◆ Data ◆
● ● ● ● ● ● ●

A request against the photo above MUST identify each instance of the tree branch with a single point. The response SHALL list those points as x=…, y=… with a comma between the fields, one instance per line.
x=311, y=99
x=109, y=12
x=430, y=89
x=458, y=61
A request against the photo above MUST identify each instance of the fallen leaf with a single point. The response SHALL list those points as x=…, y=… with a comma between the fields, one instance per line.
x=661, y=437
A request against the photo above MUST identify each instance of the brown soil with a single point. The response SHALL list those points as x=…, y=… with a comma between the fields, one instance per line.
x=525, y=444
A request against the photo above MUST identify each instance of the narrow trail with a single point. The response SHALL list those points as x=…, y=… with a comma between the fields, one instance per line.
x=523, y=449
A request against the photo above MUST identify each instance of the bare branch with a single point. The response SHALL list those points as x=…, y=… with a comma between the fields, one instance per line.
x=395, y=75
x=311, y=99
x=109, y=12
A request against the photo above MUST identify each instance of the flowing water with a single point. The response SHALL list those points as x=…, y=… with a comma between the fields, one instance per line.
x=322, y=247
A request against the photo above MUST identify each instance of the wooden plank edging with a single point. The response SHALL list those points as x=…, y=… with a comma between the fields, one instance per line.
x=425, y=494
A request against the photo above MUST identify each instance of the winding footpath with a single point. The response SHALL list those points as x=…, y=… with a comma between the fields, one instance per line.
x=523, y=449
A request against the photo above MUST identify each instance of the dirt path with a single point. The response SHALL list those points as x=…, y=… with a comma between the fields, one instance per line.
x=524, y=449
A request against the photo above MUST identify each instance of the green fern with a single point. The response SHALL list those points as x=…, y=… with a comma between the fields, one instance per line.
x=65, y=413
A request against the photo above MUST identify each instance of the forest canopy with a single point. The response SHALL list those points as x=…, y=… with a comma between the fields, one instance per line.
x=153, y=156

● ● ● ● ● ● ●

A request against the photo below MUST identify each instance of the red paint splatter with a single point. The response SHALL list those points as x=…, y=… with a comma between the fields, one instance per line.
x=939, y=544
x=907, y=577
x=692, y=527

● ● ● ● ● ● ●

◆ Set task ◆
Output the data exactly as it appears, starting at the line that contains "of the green" and ending at the line that contains "x=153, y=156", including both of those lines.

◆ Task output ◆
A request against the photo above MUST identify each instance of the green fern with a single point. The response SHALL list those points as x=…, y=… with a comma between the fields, one instance per line.
x=65, y=413
A request against the photo above MUST identify each instance of the forest canopy with a single point. The response SHALL list those points as x=…, y=… with a comma between the fields, one instance per line.
x=153, y=156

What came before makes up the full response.